ASSIGNMENT -> Every line with the word "rope" in it should be extracted from the data that follows.

SOURCE MATERIAL ->
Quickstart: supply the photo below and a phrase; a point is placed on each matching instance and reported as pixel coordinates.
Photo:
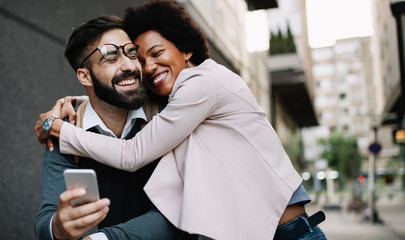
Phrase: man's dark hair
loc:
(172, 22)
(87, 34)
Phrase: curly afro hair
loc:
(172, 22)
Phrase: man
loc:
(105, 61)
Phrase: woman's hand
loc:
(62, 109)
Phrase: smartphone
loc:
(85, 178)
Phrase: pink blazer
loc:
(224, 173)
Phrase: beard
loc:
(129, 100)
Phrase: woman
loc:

* * *

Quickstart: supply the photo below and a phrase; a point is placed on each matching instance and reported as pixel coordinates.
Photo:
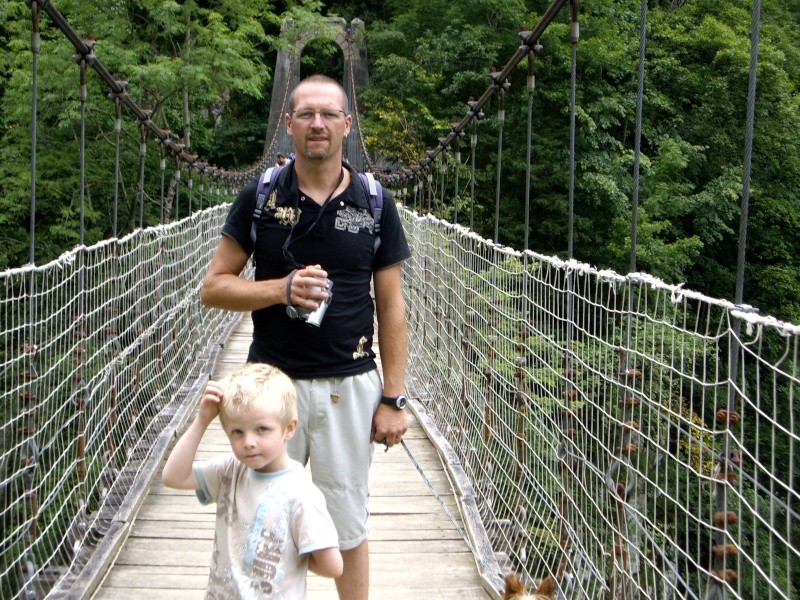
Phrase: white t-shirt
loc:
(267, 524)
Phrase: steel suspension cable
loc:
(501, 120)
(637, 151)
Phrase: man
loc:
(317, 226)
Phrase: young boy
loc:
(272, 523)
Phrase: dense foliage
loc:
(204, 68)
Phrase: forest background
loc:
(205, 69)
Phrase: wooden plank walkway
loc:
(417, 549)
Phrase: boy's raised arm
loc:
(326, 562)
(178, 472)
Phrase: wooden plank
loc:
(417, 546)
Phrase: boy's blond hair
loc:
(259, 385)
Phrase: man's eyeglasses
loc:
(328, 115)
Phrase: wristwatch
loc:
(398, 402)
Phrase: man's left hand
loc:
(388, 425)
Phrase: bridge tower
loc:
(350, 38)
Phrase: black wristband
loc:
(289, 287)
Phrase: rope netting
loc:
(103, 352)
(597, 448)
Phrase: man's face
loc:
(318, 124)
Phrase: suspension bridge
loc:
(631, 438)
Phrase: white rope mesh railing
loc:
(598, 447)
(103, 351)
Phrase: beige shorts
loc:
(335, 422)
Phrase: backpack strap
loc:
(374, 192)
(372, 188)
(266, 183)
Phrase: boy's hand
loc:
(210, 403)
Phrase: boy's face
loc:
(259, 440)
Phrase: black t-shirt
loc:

REPLY TO THE TASK ->
Phrase: rope netting
Phrase: white rope mesh railing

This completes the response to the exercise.